= STATED EXERCISE =
Rework every line of the listing below into a numbered list, skipping blank lines and leaving out the pictures.

[START OF MATERIAL FOR THIS EXERCISE]

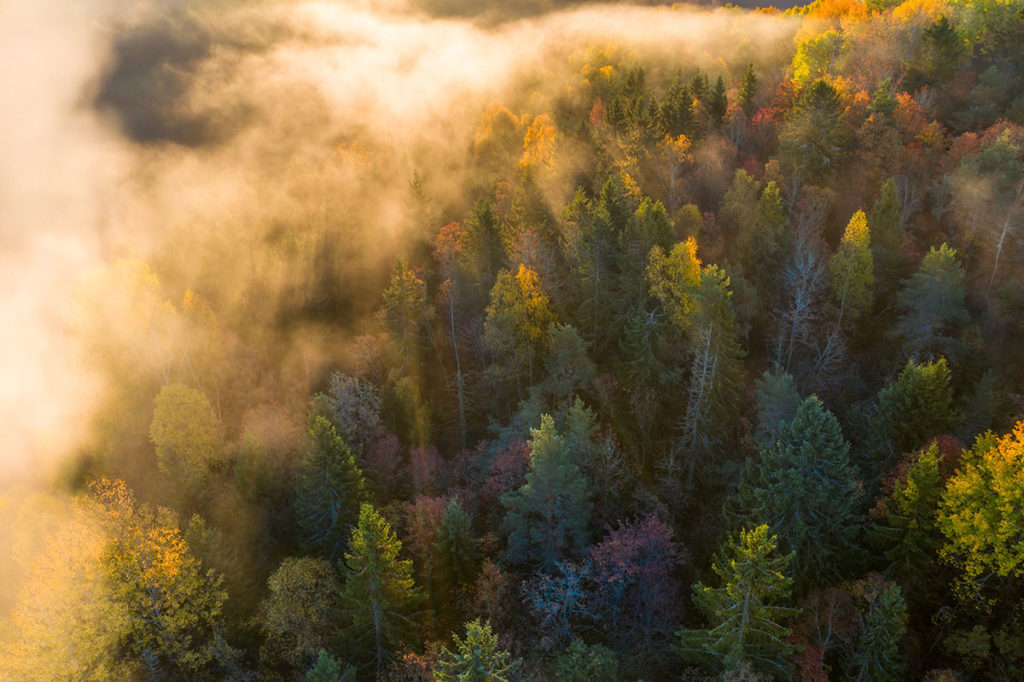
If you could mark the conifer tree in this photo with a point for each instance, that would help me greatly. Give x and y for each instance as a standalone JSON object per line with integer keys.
{"x": 933, "y": 305}
{"x": 747, "y": 610}
{"x": 877, "y": 656}
{"x": 477, "y": 657}
{"x": 379, "y": 592}
{"x": 852, "y": 269}
{"x": 749, "y": 90}
{"x": 547, "y": 518}
{"x": 804, "y": 486}
{"x": 329, "y": 491}
{"x": 718, "y": 103}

[END OF MATERIAL FOR THIS EXERCISE]

= RESPONSE =
1. If you could mark the conifer tree in this photo with a point for each instance, that would help me greatly. Give x and y for each instance as a standalone JSON object per line with integer keys.
2. {"x": 933, "y": 305}
3. {"x": 747, "y": 610}
4. {"x": 877, "y": 656}
5. {"x": 477, "y": 657}
6. {"x": 379, "y": 592}
7. {"x": 852, "y": 269}
8. {"x": 749, "y": 90}
9. {"x": 547, "y": 518}
10. {"x": 804, "y": 486}
11. {"x": 329, "y": 491}
12. {"x": 718, "y": 103}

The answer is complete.